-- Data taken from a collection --

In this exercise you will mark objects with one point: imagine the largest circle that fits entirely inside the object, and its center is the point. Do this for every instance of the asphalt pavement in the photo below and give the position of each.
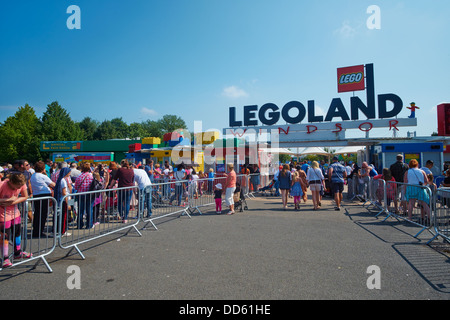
(263, 253)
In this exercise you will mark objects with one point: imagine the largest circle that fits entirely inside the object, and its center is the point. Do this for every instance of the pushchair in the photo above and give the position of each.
(239, 199)
(269, 188)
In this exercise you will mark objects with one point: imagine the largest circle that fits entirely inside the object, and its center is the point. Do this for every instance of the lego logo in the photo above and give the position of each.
(351, 78)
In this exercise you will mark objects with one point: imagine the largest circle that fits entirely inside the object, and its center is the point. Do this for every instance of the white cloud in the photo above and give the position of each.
(149, 112)
(234, 92)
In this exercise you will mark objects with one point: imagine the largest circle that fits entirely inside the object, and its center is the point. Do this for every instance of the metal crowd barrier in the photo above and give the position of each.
(32, 232)
(87, 216)
(168, 198)
(82, 217)
(415, 204)
(198, 200)
(441, 221)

-- Given request --
Could you write out all the records again, requests included, with both coordinates of every answer point shifted by -67 and the pictures left out?

-- Task solution --
In this exercise you will mark objects with one point: imagine the largest circle that fits entirely inside the object, and its center is the point. Do this for every instance of the asphalt pavement in the photo below and give the position of each.
(196, 186)
In this exercise you will mark objects with one point: imagine the largest circle that fits entirely inside the object, and its center is the point. Do this for every instance of the pushchair in the photo above and give the position of each.
(172, 132)
(202, 121)
In this exercise you will mark objects with one point: imagine the largest circle that fits entirely inside the object, and its center is the point. Do this for every instance of the lego logo in the photo above and give the position of each.
(284, 11)
In this exercise you will mark objects with one point: imagine the largest circle that fits entirely inside the object, and its center is the point. Do this for every instance of the white cloud in the photo above and give the position of each.
(82, 45)
(167, 25)
In this exercise you will mark objects with one point: imagine the largest circle that fits entirely inside the object, and its center is the point. Do this for every instance of the metal crowd barrier in the photo above and give the position of each.
(-35, 165)
(20, 149)
(101, 131)
(15, 150)
(348, 137)
(131, 133)
(374, 154)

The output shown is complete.